§ Text under study
....

Filed under: Concepts, Connectedness, Harmony, Listening, Musical Grammar, New Ideas, Science, TV links — Alan Coady @ 12:42 pm

Why should religious music be of interest to our largely secular society? BBC 4’s Sacred Music, presented by Simon Russel Beale, visited Notre Dame de Paris to show how two innovations of the 12th Century Notre Dame School underpin what has since come to be known as western classical music.

Members of early music specialist choir, The Sixteen and their director Harry Christophers, demonstrated music’s journey from homophonic (Int 2 concept) plainchant (H Music concept) to polyphony (Int 2 concept). Their lively, committed performances, which maximised the acoustics of Notre Dame’s Gothic architecture made it possible to believe that contemporary listeners would have experienced something of the vitality of the Punk revolution in the 1970s. This fresh approach was pioneered by Léonin and developed by his successor Pérotin.

Aside from the obvious connectivity between music and architecture, the links between music and science (notably physics) were explored. Composers, deciding which notes would best fit those already present in the setting of the plainchant would choose intervals (an Int 2 concept), in order, from the harmonic series i.e. 8ve, 5th & 4th. Although the triad had not yet become the building block of Western harmony, the foundations of the genre had been laid.

Musicologist, Helen Deeming, enthusiastically outlined the possibilities afforded by the second innovation of the time, the development of musical notation. Although the words of the liturgy were written, the associated music was taught by rote and memorised. This meant that, were a new setting to be sent to another cathedral city, a singer, familiar with the music, would have to tag along to coach the choir. Now, the music could be sent and realised from afar.

There remain three more episodes of this promising series. Here are links to details of all episodes, an overview of the series and a reflection on the place of sacred music in a secular world.

Overview of the series

The four episodes: The Gothic Revolution; Palestrina And The Popes; Tallis, Byrd and The Tudors; Bach And The Lutheran Legacy

Richard Langham Smith, Head of Music at the Open University, writes eloquently on Sacred Music in a Secular World.

....

§ What to do
- 1) In the post about the BBC 4 series Sacred Music, who pioneered the fresh approach that Pérotin later developed?
- 2) Write the next part of the blog post about the BBC 4 series Sacred Music, picking up after its final sentence.

....

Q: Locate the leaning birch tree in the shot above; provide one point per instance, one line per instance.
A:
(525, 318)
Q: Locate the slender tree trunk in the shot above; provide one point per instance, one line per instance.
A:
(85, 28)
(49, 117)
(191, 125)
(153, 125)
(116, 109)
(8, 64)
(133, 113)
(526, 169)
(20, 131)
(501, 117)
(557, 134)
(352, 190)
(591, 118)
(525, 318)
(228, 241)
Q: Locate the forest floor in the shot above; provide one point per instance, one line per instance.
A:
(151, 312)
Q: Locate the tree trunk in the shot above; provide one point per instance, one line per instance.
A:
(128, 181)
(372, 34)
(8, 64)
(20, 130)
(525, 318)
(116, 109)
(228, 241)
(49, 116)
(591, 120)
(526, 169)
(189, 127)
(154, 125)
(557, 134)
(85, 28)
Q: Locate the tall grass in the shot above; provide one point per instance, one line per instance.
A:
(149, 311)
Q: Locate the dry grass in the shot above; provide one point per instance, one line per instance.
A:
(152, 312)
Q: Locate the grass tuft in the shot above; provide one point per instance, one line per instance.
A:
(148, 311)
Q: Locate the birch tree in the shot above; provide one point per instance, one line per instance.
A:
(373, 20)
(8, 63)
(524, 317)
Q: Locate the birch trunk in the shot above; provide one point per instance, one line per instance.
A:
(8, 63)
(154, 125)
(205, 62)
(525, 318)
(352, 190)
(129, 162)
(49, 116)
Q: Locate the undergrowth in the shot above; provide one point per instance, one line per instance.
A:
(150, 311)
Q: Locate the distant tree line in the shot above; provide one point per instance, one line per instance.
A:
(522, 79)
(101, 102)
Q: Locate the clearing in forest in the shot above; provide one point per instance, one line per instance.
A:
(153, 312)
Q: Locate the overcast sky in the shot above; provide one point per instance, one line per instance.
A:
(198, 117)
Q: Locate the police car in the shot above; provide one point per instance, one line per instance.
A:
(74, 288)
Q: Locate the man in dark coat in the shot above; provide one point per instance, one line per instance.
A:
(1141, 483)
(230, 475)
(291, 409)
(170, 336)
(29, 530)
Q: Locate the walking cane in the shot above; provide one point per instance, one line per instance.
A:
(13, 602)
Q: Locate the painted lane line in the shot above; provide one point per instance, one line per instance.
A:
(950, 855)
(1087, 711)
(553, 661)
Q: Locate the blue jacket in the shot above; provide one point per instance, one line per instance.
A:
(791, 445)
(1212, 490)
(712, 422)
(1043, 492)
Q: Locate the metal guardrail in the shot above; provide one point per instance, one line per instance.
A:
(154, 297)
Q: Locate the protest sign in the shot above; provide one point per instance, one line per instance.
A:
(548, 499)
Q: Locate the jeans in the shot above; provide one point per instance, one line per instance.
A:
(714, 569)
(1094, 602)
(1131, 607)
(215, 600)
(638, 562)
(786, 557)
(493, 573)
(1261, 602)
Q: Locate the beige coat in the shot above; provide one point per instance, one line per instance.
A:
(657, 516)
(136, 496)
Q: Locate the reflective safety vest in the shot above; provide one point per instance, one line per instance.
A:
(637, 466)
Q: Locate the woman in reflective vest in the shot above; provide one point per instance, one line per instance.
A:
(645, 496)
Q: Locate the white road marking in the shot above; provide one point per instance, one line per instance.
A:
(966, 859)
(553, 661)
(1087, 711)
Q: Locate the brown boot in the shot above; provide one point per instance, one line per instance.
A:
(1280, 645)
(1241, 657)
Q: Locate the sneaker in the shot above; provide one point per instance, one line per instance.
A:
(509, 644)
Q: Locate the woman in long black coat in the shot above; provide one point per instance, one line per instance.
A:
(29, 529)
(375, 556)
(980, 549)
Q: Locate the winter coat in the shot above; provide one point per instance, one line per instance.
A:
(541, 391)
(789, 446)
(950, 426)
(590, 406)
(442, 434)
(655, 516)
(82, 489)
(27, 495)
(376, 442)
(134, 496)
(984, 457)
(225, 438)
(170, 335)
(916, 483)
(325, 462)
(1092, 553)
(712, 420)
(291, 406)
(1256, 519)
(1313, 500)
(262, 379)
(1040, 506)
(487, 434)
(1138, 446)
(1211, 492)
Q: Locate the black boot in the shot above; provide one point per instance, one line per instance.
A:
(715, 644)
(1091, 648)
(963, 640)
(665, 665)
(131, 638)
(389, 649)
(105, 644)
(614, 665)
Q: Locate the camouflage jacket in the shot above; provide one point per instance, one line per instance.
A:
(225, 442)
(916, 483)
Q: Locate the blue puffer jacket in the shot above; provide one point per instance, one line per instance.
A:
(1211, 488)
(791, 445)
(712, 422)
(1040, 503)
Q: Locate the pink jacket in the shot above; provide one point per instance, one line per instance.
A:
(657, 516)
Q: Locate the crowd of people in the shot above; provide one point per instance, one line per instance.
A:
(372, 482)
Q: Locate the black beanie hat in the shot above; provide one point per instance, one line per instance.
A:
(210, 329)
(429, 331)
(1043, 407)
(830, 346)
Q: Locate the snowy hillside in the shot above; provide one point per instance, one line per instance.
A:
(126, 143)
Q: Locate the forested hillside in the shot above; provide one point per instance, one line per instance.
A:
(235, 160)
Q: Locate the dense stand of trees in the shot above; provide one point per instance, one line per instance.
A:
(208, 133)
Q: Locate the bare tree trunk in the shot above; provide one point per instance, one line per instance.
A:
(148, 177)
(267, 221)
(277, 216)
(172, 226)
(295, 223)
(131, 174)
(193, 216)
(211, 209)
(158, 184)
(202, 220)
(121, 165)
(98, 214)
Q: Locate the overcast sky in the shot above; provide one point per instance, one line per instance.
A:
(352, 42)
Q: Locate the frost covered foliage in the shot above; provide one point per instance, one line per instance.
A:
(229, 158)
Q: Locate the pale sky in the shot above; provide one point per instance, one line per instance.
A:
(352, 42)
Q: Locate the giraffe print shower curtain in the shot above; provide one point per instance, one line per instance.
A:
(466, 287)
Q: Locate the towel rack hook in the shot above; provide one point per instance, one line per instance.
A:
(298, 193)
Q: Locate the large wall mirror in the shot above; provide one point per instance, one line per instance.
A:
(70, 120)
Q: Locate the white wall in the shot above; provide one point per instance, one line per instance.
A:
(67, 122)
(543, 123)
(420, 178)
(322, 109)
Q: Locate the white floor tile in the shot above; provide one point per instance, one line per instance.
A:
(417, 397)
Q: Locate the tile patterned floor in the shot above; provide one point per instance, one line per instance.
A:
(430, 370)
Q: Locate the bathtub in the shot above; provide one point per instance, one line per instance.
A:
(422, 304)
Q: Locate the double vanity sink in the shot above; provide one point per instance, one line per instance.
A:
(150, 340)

....

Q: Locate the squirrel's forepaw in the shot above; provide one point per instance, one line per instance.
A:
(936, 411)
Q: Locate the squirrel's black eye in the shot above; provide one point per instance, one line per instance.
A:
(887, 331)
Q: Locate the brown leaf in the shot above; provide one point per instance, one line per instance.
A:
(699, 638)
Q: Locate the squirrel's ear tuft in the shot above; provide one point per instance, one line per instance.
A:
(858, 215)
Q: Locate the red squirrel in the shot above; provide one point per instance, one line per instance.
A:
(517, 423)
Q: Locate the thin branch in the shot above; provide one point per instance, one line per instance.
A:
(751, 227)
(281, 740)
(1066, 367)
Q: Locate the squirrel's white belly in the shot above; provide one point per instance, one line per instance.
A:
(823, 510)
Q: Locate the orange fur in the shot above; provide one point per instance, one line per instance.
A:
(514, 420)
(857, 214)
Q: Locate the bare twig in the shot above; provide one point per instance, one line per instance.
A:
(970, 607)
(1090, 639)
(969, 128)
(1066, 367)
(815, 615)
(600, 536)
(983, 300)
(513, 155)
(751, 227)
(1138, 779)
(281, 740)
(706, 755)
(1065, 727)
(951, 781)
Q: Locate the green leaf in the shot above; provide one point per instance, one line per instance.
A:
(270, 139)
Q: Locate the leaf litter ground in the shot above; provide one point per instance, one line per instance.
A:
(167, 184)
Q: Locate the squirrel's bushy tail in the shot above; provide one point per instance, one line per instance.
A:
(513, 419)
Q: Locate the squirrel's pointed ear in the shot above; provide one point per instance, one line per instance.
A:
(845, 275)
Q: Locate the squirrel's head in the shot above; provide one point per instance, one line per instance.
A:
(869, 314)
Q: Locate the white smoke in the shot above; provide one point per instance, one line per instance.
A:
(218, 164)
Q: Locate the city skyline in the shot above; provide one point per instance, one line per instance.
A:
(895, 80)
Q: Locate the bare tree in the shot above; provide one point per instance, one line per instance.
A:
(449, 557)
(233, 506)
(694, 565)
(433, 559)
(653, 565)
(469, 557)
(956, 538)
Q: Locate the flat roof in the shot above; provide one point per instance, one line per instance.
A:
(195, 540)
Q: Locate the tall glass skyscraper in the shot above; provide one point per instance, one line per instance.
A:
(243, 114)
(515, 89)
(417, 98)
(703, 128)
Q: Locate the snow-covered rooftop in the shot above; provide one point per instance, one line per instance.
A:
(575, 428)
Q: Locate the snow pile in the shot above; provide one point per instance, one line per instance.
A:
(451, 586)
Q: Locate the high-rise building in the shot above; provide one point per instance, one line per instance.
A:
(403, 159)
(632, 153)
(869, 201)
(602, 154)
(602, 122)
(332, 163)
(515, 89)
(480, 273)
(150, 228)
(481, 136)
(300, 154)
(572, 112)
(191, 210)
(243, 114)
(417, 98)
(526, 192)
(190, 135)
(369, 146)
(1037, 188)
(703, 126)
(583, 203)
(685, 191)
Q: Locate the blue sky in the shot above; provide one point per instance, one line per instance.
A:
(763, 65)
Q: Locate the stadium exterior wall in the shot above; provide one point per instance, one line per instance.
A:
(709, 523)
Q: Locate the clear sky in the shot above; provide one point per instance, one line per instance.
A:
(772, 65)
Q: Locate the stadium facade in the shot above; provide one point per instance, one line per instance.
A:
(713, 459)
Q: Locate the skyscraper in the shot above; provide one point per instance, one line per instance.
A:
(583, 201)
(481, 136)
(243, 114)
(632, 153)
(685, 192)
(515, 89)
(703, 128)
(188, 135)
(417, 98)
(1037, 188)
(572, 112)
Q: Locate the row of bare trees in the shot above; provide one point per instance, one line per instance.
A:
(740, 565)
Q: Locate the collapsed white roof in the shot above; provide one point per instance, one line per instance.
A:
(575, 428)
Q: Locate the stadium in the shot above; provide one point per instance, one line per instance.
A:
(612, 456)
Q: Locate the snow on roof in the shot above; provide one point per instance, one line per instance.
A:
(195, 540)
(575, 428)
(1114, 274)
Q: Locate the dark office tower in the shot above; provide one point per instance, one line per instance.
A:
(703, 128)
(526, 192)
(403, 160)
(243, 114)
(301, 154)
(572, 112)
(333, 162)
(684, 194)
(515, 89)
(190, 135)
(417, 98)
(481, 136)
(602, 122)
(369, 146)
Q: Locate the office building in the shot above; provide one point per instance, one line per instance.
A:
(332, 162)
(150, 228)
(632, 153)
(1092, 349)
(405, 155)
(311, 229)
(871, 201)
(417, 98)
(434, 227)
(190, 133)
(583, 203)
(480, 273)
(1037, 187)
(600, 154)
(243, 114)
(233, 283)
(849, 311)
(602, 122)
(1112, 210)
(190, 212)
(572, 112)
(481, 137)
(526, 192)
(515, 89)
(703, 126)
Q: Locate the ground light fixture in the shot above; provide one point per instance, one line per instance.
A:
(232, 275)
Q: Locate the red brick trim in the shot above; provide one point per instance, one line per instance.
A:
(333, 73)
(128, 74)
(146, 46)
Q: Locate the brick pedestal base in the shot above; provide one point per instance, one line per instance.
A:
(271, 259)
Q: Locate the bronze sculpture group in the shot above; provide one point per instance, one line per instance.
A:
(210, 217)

....

§ Responses to the exercise
- 1) Léonin

- 2)
January 31, 2008

The longest oral tradition?

Filed under: Language, Listening, Memory, TV links, Wider Connections — Alan Coady @ 10:54 pm

It’s not often you get a glimpse into - far less a listen to - pre-history. Michael Wood’s The Story of India (BBC4 this evening - sadly not available on iPlayer) visited Brahmin priests in Kerala taking young trainees through vocal preparations for a 12-day celebration of Agni - the god of fire. The prayers being passed on pre-date language and possibly music, as experts could find no matching analogue. The nearest comparison was with birdsong. It was certainly very interesting to see and hear a few moments of these normally secret teaching sessions.It is claimed that what is being notated cannot be notated. I found this difficult to understand, feeling that a mix of pitch, duration and phonetics must be able to be transcribed - after all Janacek notated the melodies of the Czech language and Messiaen notated birdsong. However, weighing in with the heavy hand of invasive research, however tempting, is scarcely a sensitive response to the privileged invitation.

More on this topic in paragraph 11 of this link.

January 23, 2008

The Voice

Filed under: Life, Listening, TV links — Alan Coady @ 10:25 pm

The human voice - the primal instrument - how many of us know how it works? We can’t really see it in action and it can be difficult to pinpoint exactly why people should sound so different and so distinctive. If you have a spare 4 mins in the next 4 days, then I can’t recommend highly enough a passage from a programme put together by David Howard, professor of music technology at the University of York. He interviews Christella Antoni, a speech and language therapist who not only explains how various singers achieve their particular sound but also provides very convincing impressions of Katie Melua, Barbara Streisand, Ella Firzgerald, Anastasia & Ethel Merman.

Click on the programme link above and scroll forward to 14:53

I wish you better luck with the BBC iPlayer than I’ve been having this evening.